Rescale the part of the entries below that opens with the line containing "The service MUST place one dot on the yellow butterfly" and closes with the line containing "x=206, y=135". Write out every line of that part again, requests included, with each x and y coordinate in the answers multiplied by 1.7 and rounded to a whole number, halves rounded up.

- STORED RECORDS
== == ==

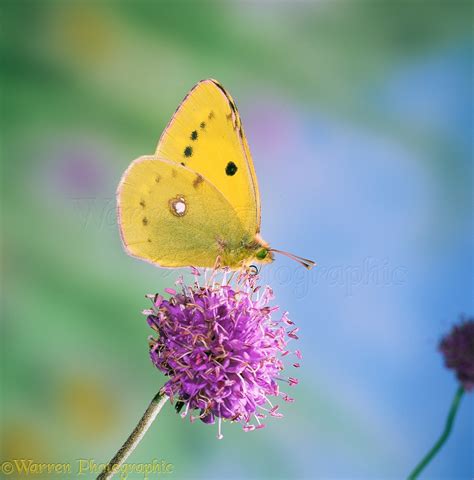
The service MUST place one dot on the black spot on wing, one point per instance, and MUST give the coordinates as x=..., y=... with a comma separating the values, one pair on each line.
x=231, y=169
x=197, y=181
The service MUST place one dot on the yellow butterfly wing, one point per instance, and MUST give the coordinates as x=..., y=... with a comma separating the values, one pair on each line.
x=172, y=216
x=206, y=135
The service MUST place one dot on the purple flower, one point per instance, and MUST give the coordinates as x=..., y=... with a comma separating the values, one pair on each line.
x=458, y=350
x=221, y=349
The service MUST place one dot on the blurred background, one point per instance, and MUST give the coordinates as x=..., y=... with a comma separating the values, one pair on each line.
x=359, y=118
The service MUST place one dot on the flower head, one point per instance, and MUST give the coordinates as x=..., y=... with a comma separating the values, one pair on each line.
x=458, y=350
x=221, y=349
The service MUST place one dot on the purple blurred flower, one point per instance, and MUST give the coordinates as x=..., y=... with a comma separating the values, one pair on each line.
x=221, y=349
x=458, y=350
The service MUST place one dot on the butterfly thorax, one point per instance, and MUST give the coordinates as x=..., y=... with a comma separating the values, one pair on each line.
x=249, y=251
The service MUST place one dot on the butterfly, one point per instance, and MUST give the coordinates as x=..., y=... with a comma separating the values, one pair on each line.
x=196, y=201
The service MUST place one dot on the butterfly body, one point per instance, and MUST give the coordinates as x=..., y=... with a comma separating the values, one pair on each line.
x=195, y=202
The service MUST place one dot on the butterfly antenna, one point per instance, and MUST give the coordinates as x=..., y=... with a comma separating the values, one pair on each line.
x=308, y=264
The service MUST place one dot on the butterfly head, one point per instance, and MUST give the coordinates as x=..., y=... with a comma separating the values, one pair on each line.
x=259, y=251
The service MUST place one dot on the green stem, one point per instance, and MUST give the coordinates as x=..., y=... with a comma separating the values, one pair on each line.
x=135, y=437
x=444, y=436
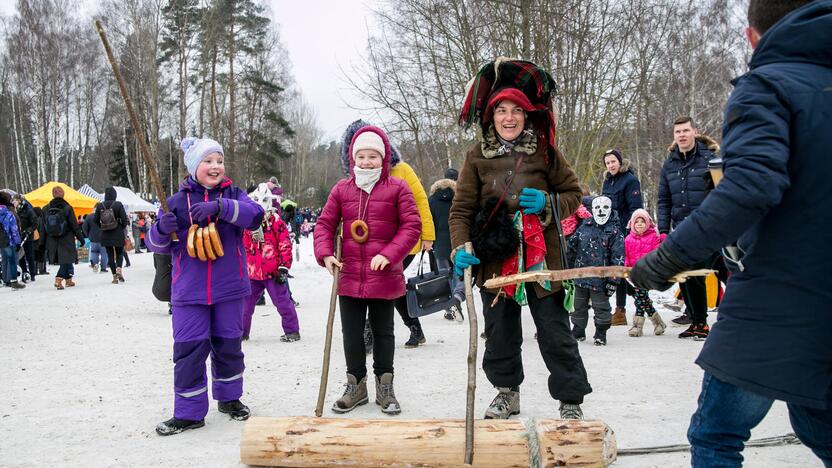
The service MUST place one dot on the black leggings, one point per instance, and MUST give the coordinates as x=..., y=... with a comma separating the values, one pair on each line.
x=115, y=257
x=353, y=317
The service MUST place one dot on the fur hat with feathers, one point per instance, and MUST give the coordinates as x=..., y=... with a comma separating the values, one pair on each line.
x=346, y=139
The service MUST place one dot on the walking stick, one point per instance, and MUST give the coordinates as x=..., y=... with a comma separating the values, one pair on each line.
x=472, y=362
x=137, y=128
x=319, y=407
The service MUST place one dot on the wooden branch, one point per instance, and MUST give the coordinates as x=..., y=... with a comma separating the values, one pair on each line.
x=472, y=362
x=332, y=442
x=578, y=273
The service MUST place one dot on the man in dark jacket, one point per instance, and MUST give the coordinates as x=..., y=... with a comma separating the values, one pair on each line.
x=772, y=339
x=28, y=224
x=61, y=231
x=682, y=188
x=112, y=236
x=622, y=187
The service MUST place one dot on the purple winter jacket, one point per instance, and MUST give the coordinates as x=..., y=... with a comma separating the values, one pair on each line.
x=394, y=227
x=226, y=278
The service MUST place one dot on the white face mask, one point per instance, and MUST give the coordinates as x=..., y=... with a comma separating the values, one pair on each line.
x=601, y=210
x=366, y=179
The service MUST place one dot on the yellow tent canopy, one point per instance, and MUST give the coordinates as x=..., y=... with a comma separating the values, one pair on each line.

== == ==

- ANSWER IN FULL
The service MUST place one dot on the yellow butterfly wing, one point per instance, and MUST give the coordinates as x=..., y=... with a comma separating the values, one pair on each line.
x=292, y=367
x=350, y=230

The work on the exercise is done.